• Stated exercise: Count the lines below that contain the word "peak" and reply with only that number.
#### Entries provided
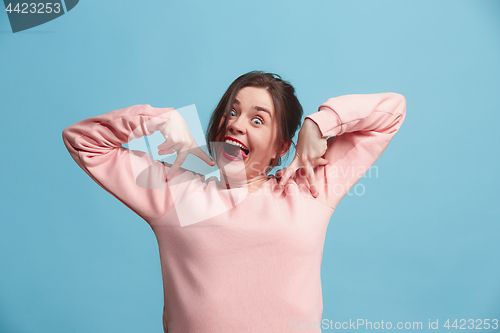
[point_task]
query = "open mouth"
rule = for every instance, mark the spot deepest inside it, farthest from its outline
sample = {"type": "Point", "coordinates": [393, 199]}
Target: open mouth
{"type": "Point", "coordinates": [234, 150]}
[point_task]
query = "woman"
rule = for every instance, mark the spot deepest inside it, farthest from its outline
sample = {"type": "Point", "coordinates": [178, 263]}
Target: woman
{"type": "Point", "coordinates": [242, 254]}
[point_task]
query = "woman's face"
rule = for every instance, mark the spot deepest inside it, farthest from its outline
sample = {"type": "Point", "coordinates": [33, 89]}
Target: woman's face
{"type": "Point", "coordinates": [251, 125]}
########
#### Entries provided
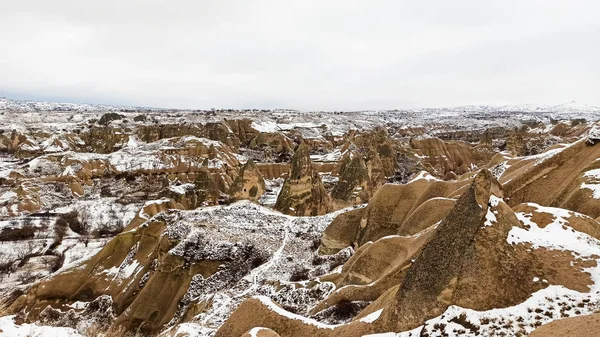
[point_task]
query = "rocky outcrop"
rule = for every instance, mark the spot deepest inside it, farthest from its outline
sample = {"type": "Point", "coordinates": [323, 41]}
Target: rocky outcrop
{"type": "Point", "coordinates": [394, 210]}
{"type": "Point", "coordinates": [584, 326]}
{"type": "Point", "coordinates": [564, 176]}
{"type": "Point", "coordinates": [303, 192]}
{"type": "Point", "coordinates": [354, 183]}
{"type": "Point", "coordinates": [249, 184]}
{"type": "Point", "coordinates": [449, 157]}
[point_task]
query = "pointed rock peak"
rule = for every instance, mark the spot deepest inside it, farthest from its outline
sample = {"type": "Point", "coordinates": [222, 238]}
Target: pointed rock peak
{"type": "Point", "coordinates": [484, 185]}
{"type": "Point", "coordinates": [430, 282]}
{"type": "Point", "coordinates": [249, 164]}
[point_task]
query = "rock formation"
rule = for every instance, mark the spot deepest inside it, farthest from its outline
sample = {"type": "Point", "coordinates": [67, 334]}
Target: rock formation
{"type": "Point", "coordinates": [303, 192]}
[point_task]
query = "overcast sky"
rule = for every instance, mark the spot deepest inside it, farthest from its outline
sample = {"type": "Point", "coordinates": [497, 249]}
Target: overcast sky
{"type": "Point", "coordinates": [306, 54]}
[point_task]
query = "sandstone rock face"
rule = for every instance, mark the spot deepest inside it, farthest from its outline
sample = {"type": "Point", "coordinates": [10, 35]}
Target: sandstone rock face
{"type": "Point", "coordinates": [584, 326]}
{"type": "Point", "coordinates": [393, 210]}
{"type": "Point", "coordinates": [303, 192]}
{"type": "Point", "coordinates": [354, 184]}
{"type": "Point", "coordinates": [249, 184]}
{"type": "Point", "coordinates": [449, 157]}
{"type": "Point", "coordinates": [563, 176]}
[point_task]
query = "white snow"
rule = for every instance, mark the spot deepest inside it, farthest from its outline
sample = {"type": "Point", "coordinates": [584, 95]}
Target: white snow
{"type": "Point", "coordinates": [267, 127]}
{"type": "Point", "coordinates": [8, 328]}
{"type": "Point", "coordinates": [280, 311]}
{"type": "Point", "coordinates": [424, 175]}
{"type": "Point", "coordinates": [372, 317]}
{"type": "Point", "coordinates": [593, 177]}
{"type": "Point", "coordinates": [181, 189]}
########
#### Entries provided
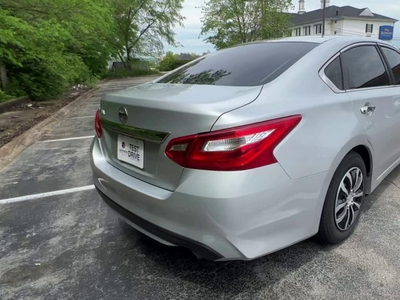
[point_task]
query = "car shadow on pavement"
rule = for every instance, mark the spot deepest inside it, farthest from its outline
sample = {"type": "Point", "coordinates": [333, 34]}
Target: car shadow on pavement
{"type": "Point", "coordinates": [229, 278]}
########
• Worked solution: 2